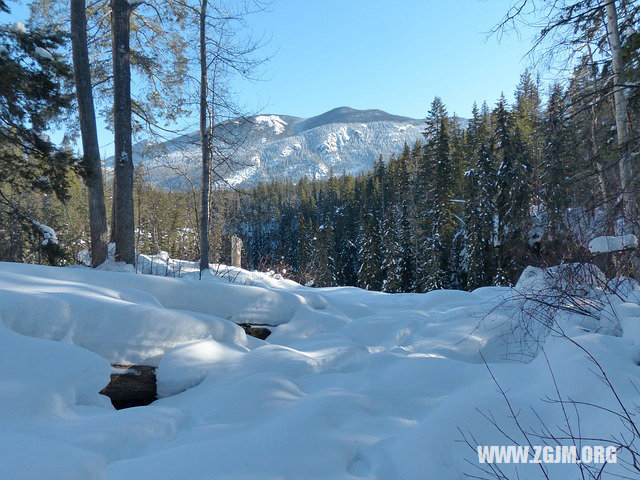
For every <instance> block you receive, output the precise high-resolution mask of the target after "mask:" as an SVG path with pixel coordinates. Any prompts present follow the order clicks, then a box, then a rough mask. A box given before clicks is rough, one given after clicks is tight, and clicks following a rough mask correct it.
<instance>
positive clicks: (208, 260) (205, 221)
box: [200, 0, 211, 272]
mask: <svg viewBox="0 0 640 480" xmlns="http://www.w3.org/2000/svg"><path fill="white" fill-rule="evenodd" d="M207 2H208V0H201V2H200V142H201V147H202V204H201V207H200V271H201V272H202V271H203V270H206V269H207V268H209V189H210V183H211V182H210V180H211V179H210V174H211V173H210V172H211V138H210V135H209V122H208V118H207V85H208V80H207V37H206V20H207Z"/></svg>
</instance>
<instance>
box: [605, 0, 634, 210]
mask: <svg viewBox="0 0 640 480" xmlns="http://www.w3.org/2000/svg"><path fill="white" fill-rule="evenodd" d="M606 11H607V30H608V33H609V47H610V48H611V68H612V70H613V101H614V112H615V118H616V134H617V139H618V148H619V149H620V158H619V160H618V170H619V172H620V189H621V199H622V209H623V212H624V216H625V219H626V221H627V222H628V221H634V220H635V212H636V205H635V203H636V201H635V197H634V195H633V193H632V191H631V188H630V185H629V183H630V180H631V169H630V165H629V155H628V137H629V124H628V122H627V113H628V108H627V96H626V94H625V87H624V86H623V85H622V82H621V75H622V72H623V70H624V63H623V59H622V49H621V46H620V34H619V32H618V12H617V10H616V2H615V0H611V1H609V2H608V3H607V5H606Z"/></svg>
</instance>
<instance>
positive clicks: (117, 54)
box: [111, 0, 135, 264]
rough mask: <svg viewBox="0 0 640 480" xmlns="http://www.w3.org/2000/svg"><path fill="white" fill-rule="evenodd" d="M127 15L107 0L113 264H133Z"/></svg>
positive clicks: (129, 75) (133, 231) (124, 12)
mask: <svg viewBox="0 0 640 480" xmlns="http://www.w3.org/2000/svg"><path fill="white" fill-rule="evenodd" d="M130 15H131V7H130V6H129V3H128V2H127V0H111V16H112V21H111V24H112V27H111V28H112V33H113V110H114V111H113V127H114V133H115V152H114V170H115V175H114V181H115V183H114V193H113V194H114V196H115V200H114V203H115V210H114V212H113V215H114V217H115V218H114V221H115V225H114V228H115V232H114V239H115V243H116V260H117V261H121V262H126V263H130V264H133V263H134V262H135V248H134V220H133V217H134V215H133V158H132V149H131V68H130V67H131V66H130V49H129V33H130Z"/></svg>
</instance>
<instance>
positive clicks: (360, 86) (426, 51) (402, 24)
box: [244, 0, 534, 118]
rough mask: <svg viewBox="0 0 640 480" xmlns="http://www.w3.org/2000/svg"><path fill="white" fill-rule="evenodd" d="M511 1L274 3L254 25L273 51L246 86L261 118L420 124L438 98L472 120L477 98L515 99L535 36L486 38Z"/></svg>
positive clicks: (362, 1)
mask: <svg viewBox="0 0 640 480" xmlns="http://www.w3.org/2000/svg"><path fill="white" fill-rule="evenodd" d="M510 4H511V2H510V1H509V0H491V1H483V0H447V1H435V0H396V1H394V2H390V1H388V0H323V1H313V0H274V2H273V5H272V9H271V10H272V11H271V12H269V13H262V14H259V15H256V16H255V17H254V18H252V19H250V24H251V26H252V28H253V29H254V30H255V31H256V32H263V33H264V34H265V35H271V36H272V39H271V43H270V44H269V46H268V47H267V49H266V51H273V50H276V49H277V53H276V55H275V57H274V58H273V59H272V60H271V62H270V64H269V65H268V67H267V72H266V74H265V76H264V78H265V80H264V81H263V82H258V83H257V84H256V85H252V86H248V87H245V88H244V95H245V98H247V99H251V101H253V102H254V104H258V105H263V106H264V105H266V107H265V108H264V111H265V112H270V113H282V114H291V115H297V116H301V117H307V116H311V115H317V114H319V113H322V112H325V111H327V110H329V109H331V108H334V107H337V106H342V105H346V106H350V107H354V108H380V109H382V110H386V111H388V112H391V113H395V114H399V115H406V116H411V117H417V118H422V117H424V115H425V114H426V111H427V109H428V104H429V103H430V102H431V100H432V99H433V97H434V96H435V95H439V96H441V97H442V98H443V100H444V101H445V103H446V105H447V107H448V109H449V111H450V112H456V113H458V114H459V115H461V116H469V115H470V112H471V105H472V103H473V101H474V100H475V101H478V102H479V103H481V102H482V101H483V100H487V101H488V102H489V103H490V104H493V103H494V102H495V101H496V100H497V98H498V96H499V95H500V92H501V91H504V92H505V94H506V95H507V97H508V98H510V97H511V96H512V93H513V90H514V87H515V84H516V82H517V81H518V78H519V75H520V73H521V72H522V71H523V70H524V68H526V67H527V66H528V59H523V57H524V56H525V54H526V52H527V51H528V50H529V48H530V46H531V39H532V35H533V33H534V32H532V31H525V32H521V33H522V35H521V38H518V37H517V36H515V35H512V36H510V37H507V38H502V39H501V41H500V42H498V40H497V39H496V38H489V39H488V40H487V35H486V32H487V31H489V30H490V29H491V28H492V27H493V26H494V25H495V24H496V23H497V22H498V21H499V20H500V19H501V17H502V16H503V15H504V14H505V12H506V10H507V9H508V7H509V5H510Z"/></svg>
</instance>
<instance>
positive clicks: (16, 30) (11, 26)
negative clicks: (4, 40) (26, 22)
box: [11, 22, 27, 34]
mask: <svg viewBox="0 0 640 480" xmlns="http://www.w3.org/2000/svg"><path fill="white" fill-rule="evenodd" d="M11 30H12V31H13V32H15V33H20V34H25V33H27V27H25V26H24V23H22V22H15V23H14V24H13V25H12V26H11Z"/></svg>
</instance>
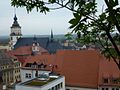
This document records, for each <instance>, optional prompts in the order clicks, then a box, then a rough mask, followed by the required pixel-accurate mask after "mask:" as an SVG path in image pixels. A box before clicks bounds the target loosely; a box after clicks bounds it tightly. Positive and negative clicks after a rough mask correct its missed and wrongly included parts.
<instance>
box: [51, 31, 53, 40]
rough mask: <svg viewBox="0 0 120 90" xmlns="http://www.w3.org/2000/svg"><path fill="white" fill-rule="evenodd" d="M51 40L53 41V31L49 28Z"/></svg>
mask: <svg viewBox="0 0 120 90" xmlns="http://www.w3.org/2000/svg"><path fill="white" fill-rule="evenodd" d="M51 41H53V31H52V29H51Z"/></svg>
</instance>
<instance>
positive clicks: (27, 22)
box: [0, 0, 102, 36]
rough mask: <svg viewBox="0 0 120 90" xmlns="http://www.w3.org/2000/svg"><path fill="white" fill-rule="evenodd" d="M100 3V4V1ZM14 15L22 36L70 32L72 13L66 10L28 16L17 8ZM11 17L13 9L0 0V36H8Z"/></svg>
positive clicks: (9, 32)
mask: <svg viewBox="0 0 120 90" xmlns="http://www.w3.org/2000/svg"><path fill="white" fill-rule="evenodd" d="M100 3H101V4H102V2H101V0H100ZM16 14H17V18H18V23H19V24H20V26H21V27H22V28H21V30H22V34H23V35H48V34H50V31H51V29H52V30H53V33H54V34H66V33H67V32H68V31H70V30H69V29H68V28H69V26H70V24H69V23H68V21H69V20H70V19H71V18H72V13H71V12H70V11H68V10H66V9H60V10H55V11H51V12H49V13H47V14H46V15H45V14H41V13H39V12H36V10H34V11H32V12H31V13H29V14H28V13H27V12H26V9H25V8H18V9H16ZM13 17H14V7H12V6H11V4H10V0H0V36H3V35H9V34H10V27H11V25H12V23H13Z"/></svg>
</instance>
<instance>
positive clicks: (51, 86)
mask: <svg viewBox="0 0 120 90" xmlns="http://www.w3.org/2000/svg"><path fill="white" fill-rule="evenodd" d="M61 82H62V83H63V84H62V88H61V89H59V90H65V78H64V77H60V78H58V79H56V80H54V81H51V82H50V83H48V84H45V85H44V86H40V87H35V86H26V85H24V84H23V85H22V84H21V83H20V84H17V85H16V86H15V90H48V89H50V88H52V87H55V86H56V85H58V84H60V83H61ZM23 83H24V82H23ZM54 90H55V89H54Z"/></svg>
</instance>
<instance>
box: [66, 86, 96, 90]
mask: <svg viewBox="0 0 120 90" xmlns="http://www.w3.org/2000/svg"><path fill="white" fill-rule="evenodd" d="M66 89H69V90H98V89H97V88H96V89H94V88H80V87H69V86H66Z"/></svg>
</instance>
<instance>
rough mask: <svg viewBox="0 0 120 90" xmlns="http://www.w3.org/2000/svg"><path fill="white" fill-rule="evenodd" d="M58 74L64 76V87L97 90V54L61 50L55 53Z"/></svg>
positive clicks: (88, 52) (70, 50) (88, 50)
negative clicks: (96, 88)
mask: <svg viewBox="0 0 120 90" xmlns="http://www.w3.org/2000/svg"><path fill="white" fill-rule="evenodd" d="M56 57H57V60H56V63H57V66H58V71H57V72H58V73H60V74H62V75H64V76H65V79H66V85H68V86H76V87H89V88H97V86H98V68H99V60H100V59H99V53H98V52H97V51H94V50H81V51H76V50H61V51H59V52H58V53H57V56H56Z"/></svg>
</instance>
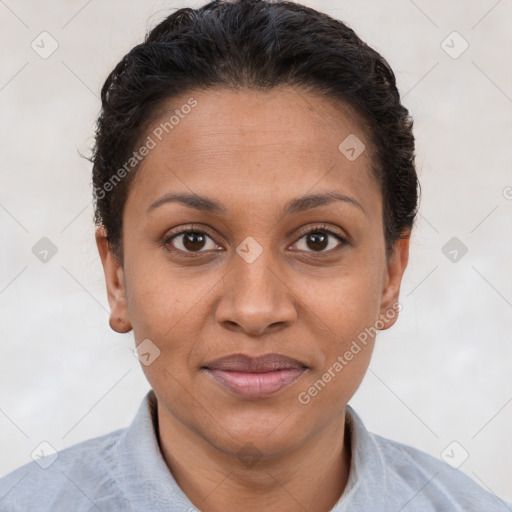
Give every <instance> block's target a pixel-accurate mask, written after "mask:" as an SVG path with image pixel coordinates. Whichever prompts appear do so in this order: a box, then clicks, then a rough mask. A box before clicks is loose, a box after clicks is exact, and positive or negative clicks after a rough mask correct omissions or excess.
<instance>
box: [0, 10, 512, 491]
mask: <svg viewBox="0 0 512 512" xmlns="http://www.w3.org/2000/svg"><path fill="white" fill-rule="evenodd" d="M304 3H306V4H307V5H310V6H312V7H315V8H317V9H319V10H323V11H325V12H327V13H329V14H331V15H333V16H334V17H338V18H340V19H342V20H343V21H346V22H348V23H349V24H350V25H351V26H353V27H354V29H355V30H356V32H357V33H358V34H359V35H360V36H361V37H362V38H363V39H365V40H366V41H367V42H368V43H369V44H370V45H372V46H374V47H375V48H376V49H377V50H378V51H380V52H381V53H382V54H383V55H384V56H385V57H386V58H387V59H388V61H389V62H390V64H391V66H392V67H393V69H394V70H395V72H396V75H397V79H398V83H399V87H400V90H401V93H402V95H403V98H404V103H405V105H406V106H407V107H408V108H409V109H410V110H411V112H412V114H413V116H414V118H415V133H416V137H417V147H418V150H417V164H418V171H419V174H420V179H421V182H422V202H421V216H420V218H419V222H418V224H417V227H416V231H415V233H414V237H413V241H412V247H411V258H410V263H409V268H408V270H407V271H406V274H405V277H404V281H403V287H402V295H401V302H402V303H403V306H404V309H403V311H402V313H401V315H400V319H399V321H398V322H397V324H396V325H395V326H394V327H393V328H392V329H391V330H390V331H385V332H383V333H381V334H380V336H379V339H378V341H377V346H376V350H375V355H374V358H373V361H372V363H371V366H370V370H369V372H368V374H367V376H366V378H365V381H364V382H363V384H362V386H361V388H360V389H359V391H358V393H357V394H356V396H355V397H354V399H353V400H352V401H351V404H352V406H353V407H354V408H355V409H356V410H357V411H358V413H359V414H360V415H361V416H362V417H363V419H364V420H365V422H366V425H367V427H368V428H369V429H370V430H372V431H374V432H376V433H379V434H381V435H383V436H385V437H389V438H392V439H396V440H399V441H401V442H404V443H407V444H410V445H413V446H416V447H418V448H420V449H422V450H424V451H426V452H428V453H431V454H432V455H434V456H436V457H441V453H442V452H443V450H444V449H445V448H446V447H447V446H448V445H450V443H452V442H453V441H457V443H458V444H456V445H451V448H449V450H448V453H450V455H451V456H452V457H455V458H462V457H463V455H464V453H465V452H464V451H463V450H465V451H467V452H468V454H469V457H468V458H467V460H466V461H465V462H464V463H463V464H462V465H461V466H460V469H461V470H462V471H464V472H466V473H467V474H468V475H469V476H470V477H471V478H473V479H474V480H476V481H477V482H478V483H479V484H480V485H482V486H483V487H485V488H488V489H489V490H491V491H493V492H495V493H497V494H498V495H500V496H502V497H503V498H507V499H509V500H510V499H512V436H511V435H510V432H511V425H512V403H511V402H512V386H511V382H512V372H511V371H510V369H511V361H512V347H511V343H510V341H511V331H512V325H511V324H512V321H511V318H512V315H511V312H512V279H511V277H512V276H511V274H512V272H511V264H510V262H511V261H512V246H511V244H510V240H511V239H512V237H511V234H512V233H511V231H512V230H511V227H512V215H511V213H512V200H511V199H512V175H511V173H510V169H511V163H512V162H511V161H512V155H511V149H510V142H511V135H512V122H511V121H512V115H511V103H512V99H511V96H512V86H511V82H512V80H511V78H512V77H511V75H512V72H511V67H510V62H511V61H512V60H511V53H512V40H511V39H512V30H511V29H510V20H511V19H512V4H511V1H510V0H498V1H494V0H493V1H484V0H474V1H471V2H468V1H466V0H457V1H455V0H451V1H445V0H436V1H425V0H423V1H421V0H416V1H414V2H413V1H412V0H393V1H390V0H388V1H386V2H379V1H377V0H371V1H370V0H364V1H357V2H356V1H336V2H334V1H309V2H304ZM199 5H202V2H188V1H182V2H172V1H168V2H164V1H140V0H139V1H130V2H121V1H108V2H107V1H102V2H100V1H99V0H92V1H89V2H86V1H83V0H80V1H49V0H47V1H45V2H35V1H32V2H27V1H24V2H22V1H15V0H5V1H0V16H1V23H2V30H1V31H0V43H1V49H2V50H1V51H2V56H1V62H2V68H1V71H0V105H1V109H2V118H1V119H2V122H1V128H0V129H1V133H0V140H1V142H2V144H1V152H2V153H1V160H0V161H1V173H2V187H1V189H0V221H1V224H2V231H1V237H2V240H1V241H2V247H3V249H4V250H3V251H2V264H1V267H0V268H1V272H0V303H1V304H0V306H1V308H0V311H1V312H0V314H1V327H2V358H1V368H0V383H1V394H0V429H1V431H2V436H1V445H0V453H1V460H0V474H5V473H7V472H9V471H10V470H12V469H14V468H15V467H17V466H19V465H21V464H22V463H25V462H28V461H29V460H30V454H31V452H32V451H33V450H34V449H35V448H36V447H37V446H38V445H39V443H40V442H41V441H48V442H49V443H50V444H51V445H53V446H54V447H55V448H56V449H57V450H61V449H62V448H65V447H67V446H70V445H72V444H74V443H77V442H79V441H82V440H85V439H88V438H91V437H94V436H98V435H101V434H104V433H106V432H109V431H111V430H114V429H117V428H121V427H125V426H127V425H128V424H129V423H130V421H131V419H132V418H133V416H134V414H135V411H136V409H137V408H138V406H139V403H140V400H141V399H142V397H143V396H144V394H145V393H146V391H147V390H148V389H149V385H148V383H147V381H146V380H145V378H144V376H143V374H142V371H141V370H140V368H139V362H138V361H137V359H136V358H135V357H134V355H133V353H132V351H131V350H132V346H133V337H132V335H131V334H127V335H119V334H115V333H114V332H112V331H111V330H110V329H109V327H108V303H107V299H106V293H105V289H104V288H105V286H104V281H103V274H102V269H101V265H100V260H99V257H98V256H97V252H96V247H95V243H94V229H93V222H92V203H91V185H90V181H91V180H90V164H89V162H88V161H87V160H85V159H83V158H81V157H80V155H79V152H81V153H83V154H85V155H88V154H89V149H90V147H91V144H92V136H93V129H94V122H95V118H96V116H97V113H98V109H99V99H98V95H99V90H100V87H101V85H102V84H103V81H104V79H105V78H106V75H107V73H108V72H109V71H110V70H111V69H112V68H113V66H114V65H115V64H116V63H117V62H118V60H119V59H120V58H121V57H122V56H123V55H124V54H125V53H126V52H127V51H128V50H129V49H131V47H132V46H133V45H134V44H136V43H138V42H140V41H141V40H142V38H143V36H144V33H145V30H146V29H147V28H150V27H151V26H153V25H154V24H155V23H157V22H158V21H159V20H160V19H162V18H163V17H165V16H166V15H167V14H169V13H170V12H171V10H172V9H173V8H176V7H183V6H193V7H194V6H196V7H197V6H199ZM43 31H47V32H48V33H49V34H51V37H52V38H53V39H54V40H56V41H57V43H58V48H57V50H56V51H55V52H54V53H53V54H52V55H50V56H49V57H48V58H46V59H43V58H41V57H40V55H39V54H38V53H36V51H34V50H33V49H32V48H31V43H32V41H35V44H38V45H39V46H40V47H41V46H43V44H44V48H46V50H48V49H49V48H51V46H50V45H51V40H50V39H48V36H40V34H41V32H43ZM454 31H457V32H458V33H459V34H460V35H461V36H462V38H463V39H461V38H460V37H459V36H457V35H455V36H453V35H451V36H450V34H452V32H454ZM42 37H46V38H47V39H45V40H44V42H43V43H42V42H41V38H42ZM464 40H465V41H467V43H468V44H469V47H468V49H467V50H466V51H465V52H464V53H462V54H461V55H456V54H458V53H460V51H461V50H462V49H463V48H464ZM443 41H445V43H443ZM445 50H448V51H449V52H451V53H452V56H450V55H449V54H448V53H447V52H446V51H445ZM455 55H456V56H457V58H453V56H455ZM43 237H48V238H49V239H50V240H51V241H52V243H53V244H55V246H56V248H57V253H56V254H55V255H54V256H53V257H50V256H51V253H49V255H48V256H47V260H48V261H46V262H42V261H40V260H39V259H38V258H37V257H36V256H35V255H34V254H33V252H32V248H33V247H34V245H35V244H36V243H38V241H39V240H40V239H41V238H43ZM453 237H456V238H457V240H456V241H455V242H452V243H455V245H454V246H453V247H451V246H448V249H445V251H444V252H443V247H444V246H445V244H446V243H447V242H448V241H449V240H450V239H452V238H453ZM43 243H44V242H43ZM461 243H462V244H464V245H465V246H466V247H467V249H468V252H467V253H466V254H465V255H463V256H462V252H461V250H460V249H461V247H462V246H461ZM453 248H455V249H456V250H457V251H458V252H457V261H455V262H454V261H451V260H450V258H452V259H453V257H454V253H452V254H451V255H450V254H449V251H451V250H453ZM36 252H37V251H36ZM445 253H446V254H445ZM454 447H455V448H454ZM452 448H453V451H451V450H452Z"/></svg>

##############################

> [TASK BRIEF]
Put the lines from the one containing "1L274 3L254 25L273" through the one containing "positive clicks: (362, 1)" into a Markdown table with the columns No and Line. Number each line and leave out any blank lines.

> [ANSWER BOX]
| No | Line |
|---|---|
| 1 | rough mask: <svg viewBox="0 0 640 480" xmlns="http://www.w3.org/2000/svg"><path fill="white" fill-rule="evenodd" d="M511 1L274 3L254 25L273 51L246 86L261 118L420 124L438 98L472 120L477 98L515 99L535 36L486 38Z"/></svg> |
| 2 | positive clicks: (362, 1) |